#### WHAT THE TASK ASKS
Starting at the line that contains "provide the segmentation of blurred" and continuing through the last line, convert those lines into a Markdown table with the columns Row and Line. Number each line in order and skip any blank lines.
=-=-=-=-=
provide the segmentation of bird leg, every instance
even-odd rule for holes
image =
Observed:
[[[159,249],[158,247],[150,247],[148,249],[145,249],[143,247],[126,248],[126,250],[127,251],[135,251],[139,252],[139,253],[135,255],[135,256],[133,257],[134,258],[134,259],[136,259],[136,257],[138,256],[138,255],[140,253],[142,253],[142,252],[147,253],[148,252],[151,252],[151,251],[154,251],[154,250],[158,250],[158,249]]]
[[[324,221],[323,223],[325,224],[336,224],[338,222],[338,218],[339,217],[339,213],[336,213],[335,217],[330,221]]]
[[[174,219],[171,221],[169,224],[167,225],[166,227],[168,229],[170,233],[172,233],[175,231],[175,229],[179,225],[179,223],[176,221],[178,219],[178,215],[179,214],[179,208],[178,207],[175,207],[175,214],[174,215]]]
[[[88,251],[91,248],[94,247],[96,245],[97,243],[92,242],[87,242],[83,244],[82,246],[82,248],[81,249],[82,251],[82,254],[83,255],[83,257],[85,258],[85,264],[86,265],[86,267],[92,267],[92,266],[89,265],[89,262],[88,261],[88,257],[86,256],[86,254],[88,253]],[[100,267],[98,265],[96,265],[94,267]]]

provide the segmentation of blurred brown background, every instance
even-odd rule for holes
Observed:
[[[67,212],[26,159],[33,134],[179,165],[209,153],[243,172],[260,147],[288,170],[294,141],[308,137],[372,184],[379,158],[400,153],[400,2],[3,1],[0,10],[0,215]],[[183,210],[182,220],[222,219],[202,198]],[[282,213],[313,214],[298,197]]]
=-=-=-=-=
#### SOLUTION FOR THIS TASK
| Row | Line |
|---|---|
| 1 | provide the segmentation of blurred brown background, every instance |
| 2 | even-odd rule for holes |
| 3 | Observed: |
| 4 | [[[67,212],[26,159],[33,134],[179,165],[209,153],[243,172],[260,147],[288,170],[294,141],[308,137],[372,184],[379,158],[400,153],[400,2],[3,1],[0,10],[0,215]],[[183,210],[182,220],[222,219],[202,198]],[[282,213],[313,214],[298,197]]] |